======== The data ========

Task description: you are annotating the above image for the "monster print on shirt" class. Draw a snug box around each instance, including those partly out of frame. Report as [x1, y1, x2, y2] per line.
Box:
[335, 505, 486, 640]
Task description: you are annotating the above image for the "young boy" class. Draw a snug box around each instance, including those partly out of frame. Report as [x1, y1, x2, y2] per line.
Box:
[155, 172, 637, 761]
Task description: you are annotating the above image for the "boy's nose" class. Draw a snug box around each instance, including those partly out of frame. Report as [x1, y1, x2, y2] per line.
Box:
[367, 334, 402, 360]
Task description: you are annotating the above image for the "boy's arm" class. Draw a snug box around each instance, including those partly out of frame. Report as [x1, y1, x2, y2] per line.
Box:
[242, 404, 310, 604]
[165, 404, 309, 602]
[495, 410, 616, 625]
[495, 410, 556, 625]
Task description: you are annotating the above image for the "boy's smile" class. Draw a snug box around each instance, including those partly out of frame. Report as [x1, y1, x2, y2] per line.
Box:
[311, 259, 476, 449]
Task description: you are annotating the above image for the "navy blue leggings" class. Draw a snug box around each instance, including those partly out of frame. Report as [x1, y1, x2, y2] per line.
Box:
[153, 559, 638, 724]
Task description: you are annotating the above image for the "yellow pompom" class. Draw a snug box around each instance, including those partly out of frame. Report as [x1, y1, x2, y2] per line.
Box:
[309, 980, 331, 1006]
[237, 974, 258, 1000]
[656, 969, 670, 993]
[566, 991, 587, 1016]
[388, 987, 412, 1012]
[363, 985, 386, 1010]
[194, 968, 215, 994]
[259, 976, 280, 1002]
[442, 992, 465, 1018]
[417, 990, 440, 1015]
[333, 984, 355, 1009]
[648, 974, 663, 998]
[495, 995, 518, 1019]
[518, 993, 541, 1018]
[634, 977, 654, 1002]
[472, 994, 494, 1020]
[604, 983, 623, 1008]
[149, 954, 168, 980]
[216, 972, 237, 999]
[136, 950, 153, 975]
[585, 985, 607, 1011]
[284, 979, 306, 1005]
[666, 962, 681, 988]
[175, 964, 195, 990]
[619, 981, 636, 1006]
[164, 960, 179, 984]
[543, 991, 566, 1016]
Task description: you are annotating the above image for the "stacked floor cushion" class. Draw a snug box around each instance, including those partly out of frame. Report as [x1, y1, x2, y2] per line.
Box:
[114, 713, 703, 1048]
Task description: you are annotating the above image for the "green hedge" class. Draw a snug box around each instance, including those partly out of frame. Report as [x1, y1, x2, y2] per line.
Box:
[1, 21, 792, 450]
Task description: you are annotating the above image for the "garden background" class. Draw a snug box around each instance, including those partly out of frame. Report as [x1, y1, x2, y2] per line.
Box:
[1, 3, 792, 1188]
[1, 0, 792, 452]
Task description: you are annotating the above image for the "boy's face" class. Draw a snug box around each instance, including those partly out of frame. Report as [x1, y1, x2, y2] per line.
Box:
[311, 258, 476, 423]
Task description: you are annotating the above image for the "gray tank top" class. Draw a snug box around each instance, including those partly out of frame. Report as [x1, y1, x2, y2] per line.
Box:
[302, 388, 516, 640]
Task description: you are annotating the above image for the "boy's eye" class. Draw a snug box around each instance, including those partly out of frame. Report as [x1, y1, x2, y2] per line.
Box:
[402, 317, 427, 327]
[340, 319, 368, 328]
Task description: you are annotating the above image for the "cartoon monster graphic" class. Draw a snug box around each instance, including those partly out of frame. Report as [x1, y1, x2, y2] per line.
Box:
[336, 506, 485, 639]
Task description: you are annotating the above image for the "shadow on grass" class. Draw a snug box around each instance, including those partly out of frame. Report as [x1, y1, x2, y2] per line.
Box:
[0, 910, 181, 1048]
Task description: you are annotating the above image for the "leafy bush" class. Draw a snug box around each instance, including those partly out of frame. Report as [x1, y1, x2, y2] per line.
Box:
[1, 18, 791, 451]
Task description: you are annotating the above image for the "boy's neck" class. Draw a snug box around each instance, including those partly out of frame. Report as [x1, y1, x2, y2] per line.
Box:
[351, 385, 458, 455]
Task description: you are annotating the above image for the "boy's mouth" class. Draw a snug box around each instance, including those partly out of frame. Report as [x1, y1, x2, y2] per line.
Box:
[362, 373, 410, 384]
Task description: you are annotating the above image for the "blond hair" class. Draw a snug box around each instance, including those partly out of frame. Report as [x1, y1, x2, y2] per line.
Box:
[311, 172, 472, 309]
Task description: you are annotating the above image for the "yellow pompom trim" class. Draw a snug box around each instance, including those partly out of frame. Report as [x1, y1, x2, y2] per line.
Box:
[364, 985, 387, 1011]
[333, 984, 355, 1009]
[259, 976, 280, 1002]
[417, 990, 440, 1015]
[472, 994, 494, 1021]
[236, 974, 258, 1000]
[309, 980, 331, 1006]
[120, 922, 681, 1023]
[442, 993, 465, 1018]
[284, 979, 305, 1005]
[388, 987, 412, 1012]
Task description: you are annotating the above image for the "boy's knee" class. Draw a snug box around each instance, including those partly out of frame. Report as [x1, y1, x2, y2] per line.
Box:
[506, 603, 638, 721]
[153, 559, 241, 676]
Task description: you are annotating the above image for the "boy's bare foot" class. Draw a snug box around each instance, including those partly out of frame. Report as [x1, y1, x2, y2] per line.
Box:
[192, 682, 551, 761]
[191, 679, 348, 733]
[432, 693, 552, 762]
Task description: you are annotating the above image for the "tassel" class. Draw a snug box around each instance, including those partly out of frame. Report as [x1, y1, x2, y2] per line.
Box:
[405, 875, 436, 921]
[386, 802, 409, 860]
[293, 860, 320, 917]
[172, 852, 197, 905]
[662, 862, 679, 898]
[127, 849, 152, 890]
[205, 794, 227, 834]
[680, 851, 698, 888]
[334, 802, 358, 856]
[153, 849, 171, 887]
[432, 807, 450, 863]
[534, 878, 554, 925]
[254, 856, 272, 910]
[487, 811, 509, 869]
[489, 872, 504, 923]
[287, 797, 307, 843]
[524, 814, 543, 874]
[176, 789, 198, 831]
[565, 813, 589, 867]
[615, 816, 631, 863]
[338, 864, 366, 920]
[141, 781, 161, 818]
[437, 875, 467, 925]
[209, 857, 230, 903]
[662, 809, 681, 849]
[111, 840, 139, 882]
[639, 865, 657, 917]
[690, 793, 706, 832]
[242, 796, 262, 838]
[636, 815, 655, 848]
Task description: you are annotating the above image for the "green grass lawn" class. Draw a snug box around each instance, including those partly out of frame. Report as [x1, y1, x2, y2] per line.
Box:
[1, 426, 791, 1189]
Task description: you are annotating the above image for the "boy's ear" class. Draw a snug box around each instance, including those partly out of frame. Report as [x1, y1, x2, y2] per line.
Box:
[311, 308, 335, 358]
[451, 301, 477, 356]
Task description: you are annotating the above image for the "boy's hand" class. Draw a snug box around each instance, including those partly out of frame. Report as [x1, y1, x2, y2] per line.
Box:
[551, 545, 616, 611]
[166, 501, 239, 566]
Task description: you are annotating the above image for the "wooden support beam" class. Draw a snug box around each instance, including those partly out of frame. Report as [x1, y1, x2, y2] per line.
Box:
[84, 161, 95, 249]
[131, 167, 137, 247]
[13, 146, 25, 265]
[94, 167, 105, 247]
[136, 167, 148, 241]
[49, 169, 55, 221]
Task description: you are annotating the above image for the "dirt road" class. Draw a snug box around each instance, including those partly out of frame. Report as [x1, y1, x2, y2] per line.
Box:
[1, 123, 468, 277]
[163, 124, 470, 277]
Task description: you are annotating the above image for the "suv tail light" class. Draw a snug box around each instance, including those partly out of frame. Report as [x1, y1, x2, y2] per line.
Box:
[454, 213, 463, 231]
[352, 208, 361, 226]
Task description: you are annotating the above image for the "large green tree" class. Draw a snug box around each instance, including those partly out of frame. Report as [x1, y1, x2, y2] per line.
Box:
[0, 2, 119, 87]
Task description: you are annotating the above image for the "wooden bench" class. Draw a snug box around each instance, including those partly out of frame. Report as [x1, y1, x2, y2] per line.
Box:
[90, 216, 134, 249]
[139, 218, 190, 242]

========

Assignment —
State the number of lines in the records that contain the string "yellow", and nothing more.

Response area —
2